**WORK TO BE COMPLETED**
Check every line of the entries below for "dark", and copy the lines that have it.

**RECORDS PROVIDED**
• • • •
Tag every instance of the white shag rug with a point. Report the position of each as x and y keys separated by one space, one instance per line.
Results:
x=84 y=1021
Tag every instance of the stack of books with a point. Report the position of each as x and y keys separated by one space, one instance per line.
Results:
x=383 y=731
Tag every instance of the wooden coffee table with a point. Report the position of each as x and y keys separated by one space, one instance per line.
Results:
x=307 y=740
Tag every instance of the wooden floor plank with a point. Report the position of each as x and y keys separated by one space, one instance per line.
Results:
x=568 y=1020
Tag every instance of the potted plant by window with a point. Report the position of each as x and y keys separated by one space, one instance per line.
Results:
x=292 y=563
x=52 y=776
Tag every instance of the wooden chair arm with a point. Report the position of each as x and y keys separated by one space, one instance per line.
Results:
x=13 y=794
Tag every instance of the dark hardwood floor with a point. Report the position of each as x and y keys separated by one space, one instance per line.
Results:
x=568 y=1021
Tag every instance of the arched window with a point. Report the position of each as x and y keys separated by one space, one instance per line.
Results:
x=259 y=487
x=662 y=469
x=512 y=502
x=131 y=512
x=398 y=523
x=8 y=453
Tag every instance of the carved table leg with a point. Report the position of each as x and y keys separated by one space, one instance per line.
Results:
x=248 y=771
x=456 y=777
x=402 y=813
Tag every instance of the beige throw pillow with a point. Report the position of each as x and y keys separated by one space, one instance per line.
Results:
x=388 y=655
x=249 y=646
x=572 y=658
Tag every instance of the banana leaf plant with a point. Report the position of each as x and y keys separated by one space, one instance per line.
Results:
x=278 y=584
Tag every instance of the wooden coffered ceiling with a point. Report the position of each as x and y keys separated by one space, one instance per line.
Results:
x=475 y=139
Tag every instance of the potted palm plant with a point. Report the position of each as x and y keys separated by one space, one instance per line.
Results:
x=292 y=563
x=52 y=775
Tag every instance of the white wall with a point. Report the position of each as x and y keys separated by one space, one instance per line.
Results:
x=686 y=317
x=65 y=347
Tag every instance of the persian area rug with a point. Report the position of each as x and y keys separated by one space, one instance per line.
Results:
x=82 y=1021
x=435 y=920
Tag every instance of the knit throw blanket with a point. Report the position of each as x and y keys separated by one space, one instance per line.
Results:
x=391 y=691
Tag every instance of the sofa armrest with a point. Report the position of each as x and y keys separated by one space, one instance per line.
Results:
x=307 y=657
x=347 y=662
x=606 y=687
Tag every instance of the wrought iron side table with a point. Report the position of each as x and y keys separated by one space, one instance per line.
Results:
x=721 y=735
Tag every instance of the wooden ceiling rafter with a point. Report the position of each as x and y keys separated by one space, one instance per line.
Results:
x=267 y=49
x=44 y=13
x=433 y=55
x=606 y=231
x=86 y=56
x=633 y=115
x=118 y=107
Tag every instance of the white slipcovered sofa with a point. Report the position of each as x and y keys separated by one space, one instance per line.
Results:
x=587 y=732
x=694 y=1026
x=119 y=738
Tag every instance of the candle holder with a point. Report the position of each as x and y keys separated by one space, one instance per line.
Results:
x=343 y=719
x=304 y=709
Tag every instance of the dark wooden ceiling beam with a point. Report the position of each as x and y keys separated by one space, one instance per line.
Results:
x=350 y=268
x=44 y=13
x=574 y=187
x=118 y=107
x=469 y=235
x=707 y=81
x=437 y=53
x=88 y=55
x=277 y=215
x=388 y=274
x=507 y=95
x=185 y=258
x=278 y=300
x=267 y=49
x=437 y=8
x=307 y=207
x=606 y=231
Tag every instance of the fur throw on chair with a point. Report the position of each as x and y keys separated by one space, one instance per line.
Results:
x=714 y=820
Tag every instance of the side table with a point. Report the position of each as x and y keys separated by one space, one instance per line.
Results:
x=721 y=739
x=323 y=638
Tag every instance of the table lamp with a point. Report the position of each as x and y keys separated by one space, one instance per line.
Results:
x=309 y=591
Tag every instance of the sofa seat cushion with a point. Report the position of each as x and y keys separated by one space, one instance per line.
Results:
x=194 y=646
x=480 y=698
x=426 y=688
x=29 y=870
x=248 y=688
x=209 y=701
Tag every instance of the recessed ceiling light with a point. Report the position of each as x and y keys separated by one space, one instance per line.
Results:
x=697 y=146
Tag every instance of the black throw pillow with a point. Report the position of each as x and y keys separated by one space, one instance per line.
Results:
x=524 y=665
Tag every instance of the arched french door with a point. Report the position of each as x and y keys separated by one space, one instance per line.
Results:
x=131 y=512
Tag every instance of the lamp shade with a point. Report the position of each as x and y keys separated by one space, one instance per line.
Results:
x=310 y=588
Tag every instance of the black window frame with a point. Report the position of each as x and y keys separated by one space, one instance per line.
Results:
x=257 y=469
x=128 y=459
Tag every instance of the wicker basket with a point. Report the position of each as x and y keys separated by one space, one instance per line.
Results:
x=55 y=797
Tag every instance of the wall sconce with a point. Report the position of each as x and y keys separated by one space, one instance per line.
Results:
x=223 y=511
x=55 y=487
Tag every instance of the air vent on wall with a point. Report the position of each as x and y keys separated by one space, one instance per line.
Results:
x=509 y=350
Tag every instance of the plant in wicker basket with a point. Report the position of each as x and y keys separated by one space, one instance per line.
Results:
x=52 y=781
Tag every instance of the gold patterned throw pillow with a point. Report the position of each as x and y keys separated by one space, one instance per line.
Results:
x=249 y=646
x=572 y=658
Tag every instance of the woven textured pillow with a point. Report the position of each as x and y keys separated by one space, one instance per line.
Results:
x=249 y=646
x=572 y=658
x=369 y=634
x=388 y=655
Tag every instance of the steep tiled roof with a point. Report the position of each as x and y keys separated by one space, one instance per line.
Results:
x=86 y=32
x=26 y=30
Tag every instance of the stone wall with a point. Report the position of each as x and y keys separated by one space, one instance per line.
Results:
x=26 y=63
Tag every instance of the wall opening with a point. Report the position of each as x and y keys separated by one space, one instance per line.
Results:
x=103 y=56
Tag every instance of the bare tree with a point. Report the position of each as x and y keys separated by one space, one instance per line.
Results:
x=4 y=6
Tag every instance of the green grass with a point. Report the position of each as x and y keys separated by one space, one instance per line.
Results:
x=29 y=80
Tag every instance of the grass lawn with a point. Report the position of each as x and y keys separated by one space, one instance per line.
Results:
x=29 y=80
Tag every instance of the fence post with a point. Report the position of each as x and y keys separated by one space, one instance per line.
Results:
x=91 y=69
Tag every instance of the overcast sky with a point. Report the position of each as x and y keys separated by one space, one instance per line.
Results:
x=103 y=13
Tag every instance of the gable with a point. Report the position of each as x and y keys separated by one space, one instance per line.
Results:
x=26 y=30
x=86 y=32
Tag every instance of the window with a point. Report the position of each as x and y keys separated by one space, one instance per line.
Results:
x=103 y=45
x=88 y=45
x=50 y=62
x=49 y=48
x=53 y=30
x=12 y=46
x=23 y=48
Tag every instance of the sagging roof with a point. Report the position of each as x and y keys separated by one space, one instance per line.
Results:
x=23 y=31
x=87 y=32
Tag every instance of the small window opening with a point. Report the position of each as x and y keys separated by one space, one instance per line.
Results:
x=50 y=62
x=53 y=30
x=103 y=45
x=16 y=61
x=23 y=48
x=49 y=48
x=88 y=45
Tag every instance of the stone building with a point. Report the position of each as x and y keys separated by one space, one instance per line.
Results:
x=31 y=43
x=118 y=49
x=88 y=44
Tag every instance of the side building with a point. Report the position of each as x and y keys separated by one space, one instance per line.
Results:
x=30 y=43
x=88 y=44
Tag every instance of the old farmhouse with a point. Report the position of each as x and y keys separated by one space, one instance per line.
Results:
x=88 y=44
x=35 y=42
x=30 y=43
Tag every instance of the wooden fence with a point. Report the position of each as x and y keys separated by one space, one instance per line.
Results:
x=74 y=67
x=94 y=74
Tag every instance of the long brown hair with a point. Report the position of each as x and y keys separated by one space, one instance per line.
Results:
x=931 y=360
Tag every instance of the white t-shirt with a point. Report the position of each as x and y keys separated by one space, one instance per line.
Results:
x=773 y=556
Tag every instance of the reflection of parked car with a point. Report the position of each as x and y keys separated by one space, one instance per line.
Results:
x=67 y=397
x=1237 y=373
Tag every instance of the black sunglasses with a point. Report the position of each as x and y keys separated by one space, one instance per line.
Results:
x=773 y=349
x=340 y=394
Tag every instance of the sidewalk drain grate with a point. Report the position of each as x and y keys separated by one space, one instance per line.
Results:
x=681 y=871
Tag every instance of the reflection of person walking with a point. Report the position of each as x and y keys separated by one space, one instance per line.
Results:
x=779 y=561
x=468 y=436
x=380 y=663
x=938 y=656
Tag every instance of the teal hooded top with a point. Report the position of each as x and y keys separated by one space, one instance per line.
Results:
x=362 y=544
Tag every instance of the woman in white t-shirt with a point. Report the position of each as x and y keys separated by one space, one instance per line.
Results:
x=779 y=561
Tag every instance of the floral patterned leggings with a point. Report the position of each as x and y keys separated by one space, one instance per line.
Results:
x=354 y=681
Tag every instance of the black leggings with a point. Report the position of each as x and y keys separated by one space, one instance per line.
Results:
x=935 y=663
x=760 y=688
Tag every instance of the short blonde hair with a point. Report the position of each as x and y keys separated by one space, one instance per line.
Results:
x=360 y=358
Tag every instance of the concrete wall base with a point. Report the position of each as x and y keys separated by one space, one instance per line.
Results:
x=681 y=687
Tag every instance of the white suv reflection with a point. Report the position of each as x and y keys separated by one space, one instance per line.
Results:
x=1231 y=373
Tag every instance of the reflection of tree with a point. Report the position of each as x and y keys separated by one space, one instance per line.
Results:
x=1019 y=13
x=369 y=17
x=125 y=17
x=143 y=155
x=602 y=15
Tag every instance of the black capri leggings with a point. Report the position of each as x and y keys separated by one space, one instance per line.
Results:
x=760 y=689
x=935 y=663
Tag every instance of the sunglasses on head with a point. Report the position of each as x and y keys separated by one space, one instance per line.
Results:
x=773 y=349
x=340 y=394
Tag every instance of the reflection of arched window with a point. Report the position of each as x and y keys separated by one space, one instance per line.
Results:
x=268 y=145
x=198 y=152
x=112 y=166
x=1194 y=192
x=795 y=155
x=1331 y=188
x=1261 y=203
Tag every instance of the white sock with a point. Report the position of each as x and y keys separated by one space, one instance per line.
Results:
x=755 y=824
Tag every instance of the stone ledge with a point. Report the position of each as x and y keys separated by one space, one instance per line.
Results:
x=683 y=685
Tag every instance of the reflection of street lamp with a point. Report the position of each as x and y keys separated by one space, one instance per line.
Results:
• • • •
**RESULT**
Tag every instance of the dark hardwood floor with a point. Report the position of each as x and y keys separated by one space, one instance per line.
Tag every instance of the dark wooden ceiling beam with a point. Report the position of each as x and y keys separated by one space, one instance per line.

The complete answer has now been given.